● **Action item**: Lines containing the word "knot" in the data below: say how many, with no other text.

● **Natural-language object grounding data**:
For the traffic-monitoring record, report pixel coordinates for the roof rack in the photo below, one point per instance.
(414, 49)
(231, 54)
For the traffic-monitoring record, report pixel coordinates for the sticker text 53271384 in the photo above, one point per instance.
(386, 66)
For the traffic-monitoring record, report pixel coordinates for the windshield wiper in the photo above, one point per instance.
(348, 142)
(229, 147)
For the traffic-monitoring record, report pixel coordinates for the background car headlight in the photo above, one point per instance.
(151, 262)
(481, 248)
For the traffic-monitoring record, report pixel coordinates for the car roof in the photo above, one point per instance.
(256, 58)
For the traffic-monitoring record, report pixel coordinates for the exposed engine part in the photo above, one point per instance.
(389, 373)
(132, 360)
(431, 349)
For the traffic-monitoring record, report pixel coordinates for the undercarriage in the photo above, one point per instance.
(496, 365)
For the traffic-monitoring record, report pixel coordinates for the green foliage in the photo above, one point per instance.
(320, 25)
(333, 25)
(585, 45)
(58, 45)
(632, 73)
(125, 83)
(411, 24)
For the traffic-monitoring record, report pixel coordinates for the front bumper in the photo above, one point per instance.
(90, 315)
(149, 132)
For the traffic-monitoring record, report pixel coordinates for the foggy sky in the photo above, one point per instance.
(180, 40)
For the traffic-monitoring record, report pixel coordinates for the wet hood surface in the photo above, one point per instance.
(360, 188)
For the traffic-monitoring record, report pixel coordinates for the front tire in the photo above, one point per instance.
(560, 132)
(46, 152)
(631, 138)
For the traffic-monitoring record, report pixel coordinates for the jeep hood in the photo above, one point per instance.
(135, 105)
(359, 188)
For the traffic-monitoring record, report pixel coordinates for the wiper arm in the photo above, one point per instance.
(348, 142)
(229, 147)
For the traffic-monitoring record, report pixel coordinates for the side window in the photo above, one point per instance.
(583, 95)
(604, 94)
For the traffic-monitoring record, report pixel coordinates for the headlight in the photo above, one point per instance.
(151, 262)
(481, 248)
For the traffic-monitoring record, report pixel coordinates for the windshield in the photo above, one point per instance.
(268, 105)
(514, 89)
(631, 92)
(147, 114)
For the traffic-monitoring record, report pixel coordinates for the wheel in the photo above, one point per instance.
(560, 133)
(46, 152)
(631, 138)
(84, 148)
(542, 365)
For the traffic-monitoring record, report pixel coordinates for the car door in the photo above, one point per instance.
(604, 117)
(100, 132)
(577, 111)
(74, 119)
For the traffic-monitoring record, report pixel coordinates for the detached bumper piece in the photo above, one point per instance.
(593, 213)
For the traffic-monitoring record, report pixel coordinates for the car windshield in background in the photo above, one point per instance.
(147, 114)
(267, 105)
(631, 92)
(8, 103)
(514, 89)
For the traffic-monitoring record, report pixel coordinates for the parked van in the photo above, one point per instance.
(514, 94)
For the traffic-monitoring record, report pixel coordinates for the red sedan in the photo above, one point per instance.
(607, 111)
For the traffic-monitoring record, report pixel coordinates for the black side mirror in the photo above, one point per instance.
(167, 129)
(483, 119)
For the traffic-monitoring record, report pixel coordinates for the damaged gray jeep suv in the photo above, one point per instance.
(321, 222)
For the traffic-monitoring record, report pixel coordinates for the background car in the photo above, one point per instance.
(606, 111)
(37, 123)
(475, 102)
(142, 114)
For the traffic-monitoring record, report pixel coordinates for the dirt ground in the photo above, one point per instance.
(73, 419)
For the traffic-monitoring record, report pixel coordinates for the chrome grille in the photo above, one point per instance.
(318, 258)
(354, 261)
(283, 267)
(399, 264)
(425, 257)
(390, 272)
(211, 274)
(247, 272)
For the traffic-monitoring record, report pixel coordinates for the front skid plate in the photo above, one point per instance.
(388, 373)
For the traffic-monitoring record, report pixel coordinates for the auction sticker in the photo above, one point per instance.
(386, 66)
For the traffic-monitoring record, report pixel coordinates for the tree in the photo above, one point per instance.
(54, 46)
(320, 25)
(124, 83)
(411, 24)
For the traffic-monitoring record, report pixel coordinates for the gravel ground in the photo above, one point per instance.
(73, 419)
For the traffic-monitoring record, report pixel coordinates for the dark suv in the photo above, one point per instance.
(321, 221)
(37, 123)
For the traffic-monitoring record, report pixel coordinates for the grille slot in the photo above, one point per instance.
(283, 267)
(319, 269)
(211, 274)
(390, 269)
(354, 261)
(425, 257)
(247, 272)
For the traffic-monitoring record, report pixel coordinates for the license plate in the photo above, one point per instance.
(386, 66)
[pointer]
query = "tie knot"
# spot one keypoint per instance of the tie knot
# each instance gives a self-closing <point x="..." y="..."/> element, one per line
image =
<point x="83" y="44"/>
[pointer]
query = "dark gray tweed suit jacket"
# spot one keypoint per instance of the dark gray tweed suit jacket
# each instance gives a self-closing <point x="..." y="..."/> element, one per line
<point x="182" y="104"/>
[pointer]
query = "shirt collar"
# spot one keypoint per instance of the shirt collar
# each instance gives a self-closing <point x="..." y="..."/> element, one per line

● **Response box**: 2